TEXT:
* start *
Given two strings s and t, determine if they are isomorphic.
Two strings are isomorphic if the characters in s can be replaced to get t.
All occurrences of a character must be replaced with another character while preserving the order of characters. No two characters may map to the same character but a character may map to itself.
- You may assume both s and t have the same length.
Example:
- Given "egg", "add", return true.
- Given "foo", "bar", return false.
- Given "paper", "title", return true.
C Solution:
bool isIsomorphic(char* s, char* t) {
int flag[256] = {0}, _flag[245] = {0};
int i;
for (i = 0; s[i]; i++) {
if (flag[s[i]] != _flag[t[i]]) return false;
flag[s[i]] = _flag[t[i]] = i + 1;
}
return true;
}
Python Solution 1:
class Solution(object):
def isIsomorphic(self, s, t):
"""
:type s: str
:type t: str
:rtype: bool
"""
* end *
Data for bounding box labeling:
* start *
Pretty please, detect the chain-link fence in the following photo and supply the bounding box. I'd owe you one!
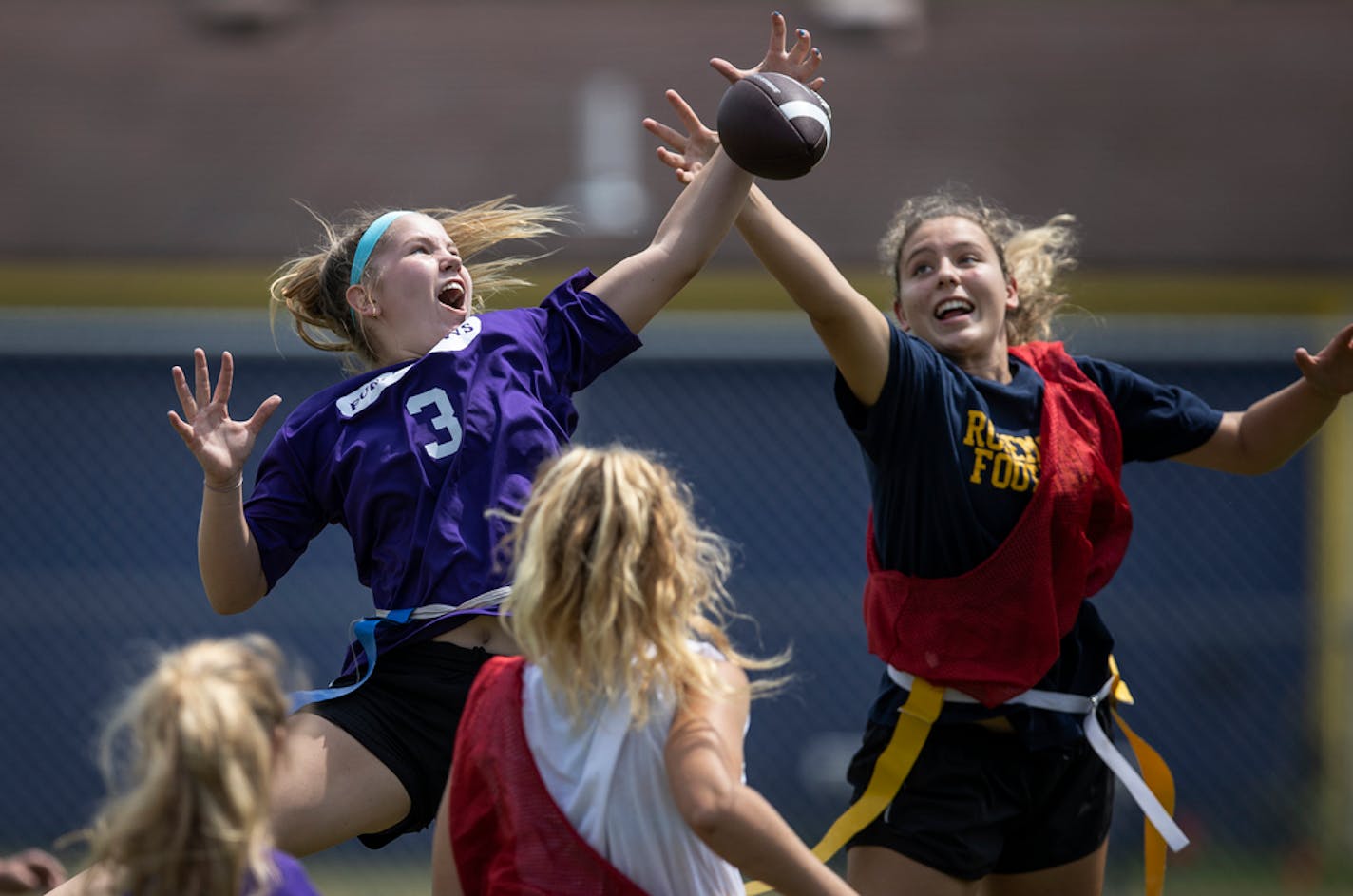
[0,307,1343,892]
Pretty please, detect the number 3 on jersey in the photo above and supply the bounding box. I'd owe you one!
[405,389,463,460]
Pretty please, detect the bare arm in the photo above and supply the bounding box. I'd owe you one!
[1175,323,1353,475]
[644,90,891,405]
[666,663,854,896]
[169,348,281,613]
[737,187,891,406]
[431,778,464,896]
[588,12,821,333]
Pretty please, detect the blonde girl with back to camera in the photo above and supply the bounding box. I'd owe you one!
[433,447,852,896]
[51,635,318,896]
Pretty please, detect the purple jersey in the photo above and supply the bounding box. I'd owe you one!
[254,850,319,896]
[245,269,640,660]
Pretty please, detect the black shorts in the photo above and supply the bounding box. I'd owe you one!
[302,640,492,850]
[847,723,1114,881]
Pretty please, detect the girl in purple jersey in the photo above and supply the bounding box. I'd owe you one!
[645,92,1353,896]
[169,13,820,854]
[51,635,318,896]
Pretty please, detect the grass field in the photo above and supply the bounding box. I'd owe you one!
[298,857,1353,896]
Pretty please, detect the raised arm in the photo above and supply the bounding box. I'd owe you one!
[1175,323,1353,475]
[588,12,821,332]
[644,87,891,405]
[666,663,855,896]
[169,348,281,613]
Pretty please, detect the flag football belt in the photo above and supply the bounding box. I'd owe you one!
[747,658,1188,896]
[291,584,511,712]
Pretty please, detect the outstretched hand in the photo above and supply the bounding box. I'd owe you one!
[644,90,718,184]
[644,12,824,184]
[1296,323,1353,398]
[0,848,67,893]
[709,12,824,90]
[169,348,281,490]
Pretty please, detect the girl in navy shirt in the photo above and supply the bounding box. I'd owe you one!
[645,92,1353,895]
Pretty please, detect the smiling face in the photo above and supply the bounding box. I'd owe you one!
[348,213,473,364]
[893,217,1019,383]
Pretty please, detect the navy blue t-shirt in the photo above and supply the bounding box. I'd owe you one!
[836,328,1222,741]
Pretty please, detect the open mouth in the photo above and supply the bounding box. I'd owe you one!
[437,280,466,312]
[935,299,973,321]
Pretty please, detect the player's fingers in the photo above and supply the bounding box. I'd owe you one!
* end *
TASK DIRECTIONS:
Please answer these questions about the isomorphic strings text:
(a) According to the rules, may a character map to itself?
(b) What result is given for the pair "foo", "bar"?
(c) What return type does the docstring of the Python solution state?

EXPECTED OUTPUT:
(a) Yes, a character may map to itself.
(b) False.
(c) bool.